__Задание__. Продолжите приведённые ниже афоризмы о любви, начав сразу после последнего из них.

__Исходный текст__.
□ □ □ □ □

Убожество в любви охотно маскируется отсутствием /достойного/ любви.
Безусловная любовь включает также и страстное желание быть истязуемым: тогда она изживается вопреки самой себе, и из готовности отдаться превращается под конец даже в желание самоуничтожения: "Утони в этом море!"
Желание любить выдает утомленность и пресыщенность собой; желание быть любимым, напротив, — тоску по себе, себялюбие. Любящий раздаривает себя; тот, кто хочет стать любимым, стремиться получить в подарок самого себя.
Любовь — /плод послушания/: но расположение полов часто оказывается между плодом и корнем, а плод самой любви свобода.
Любовь к жизни — это почти противоположность любви к долгожительству. Всякая любовь думает о мгновении и вечности, — но /никогда/ о "продолжительности".
Дать своему аффекту имя — значит уже сделать шаг за пределы аффекта. Глубочайшая любовь, например, не умеет назвать себя и, вероятно, задается вопросом: "не есть ли я ненависть?".
Немного раздражения вначале и — и вслед за этим большая любовь? Так от трения спички происходит взрыв.
Жертвы, которые мы приносим, доказывают лишь, сколь незначительной делается для нас любая другая вещь, когда мы /любим/ нечто.
Не через взаимную любовь прекращается несчастье неразделенной любви, но через большую любовь.
Не то, что мешает нам быть любимыми, а то, что мешает нам любить полностью, ненавидим мы больше всего.
Гордость внушает злополучно влюбленному, что возлюбленная его нисколько не заслуживает того, чтобы быть любимой им. Но более высокая гордость говорит ему: "Никто не заслуживает того, чтобы быть любимым, — ты лишь недостаточно любишь ее!"

□ □ □ □ □

__Данные__.

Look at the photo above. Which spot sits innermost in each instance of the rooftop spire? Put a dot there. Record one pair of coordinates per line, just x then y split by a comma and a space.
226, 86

□ □ □ □ □

__Итоговый ответ__.
"Моя любовь вызывает страх, она столь взыскательна! Я не могу любить, не веря в то, что любимый мною человек предназначен совершить нечто бессмертное. А он догадывается, во что я верю, чего я требую!"
"Я сержусь: ибо ты неправ" так думает любящий.
Требование взаимности не есть требование любви, но тщеславия и чувственности.
Удивительно, на какую только глупость ни способна чувственность, прельщенная любовью: она вдруг начисто лишается хорошего вкуса и называет безобразное прекрасным, достаточно лишь любви убедить ее в этом.
Действительно справедливые люди недароприимны (unbeschenkbar): они возвращают все обратно. Оттого у любящих они вызывают отвращение.
Всегда возвращать обратно: не принимать никаких даров, кроме как в /вознаграждение/ и в знак того, что мы по ним /узнаем/ действительно любящих и возмещаем это /нашей любовью/.
Повелительные натуры будут повелевать даже своим Богом, сколько бы им ни казалось, что они служат Ему.
Ревность — остроумнейшая страсть и тем не менее все еще величайшая глупость.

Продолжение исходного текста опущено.